_Required work_
All the data below goes into the copy word for word, but the pictures don't.

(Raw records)
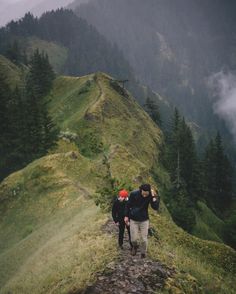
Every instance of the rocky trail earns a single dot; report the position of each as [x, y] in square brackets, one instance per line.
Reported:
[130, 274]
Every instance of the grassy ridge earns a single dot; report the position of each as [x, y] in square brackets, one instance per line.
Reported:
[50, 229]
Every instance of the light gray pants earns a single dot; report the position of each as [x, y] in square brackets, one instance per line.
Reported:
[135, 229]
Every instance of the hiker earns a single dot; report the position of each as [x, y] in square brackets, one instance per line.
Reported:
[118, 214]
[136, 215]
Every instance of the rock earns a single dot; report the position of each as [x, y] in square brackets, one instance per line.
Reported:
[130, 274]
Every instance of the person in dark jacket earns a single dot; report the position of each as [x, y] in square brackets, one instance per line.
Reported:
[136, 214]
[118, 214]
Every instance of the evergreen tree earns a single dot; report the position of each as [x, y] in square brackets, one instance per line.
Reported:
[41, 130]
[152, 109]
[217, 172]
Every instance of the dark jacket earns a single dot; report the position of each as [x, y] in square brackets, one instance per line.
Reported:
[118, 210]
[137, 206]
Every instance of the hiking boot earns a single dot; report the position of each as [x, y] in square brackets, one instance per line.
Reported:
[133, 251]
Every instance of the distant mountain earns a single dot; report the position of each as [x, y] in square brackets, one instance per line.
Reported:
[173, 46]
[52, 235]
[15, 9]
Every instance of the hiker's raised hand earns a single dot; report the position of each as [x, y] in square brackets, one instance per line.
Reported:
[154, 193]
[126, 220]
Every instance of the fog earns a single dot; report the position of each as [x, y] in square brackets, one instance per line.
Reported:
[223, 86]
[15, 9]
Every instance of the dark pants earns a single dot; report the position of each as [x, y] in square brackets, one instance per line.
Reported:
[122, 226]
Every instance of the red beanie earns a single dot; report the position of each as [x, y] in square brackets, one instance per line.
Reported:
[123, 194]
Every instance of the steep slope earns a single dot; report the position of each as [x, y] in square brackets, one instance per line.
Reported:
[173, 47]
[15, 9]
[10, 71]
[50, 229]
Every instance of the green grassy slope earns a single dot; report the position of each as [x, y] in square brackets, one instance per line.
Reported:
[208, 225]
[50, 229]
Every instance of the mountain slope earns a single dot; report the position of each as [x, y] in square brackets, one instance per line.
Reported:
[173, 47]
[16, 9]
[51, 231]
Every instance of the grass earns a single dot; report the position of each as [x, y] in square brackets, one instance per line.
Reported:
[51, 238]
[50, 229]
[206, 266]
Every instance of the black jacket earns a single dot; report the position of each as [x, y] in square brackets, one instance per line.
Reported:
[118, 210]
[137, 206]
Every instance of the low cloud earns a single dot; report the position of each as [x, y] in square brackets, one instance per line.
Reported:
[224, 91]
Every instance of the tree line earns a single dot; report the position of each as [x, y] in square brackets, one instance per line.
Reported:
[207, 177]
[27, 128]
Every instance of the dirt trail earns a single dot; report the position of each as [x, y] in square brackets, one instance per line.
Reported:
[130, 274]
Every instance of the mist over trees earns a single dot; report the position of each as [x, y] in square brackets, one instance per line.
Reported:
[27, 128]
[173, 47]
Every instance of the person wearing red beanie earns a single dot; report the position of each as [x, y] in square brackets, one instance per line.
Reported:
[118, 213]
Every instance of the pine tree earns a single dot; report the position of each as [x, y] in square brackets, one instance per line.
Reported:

_Exercise solution_
Every instance of the rocky trail earns a single dot; report the position of each as [x, y] in square brackets, one instance per line.
Reported:
[130, 274]
Every instance of the grassy ridge earns a single dot; report the position of each as [x, y] in square brackets, one instance per line.
Reported:
[50, 229]
Every instance of the light gray pants earns a single dot; report the position of each as [x, y] in square brackets, one instance per line.
Reported:
[135, 229]
Every instance of the hiker earns a single dot; report the position of each as [x, y] in square brackets, one instance per line.
Reported:
[118, 214]
[136, 215]
Every instance of the rock earns a single dot; report the position of each as [x, y] in square brackets, one instance per line.
Reported:
[130, 274]
Every instance of the person in dark jacket earns a single dot; report the position of each as [x, y] in square brackets, one instance per line.
Reported:
[136, 214]
[118, 214]
Every instance of the evergreen tree earns a single dot; report the position of each as [x, y] in square brackets, one instance per line.
Reported:
[41, 130]
[152, 109]
[217, 172]
Every instance of the dark jacket earns a single dot; report the position of each as [x, y] in square brackets, one instance per line.
Reported:
[118, 210]
[137, 206]
Every instance of the hiking boot earns a single dot; report the position of each as [x, y] in square brackets, one instance per line.
Reported:
[133, 251]
Every instance of the distant mountain earns a single dot; report the position of each as [x, y] in square brackets, one instance per line.
Reported:
[173, 46]
[52, 235]
[15, 9]
Every instance of the hiker's raised hand earns a single dot; report the position of each as [x, y] in square brackets, one instance per line.
Reported:
[154, 193]
[126, 220]
Every instance of the fog earns a single dot; report the position of each as [x, y] in square brackets, one instance per line.
Reported:
[223, 86]
[15, 9]
Every instance of the dark pants earns a single dot; report the position of each as [x, y] in square brackets, one instance per line.
Reported:
[122, 226]
Every instance of the red beanie earns a single dot; report the position of each as [x, y] in square brackets, one instance per line.
Reported:
[123, 194]
Every instance of the steep slope earns a single dot; report the position of each as [x, y] in square brackets, one instance per line.
Reported:
[173, 47]
[15, 9]
[10, 71]
[50, 229]
Every instance of the green grassy slope earns a single dot; report the position of each as [x, y] in square brackets, one instance per line.
Reported:
[208, 225]
[50, 229]
Every instance of the mountain slope earns a single dot; report the position of each as [x, y] in square brackets, one instance per line.
Reported:
[173, 47]
[16, 9]
[51, 231]
Every instance of the grass earns a single dot; report the position of each as [x, y] in square brackets, one instance per line.
Reported:
[51, 238]
[50, 229]
[206, 266]
Every instance of the black jacket earns a single dot; report the position of each as [x, y] in square brackets, one instance per line.
Reported:
[118, 210]
[137, 206]
Every instance of the low cloud earns a single dot; report the position of each as [x, y] in square brackets, one instance per line.
Reported:
[224, 91]
Every instance of the tree line earns a single dot; report the position of each as [x, y] in square brackets, one instance per line.
Reported:
[207, 177]
[27, 128]
Every instance of the dirt trail earns a single dot; report the position of each as [x, y] in square brackets, one instance per line.
Reported:
[130, 274]
Every instance of the mist over trees earns a single dot; report the position of each as [x, y] in square brackets, one instance per line.
Reported:
[27, 128]
[173, 47]
Every instance of the person wearing red beanie earns a single dot; report the position of each as [x, y] in square brackets, one instance per line.
Reported:
[118, 213]
Every instance of the pine tree earns a single dot; report the position of each as [x, y] in square brackets, one instance per line.
Reported:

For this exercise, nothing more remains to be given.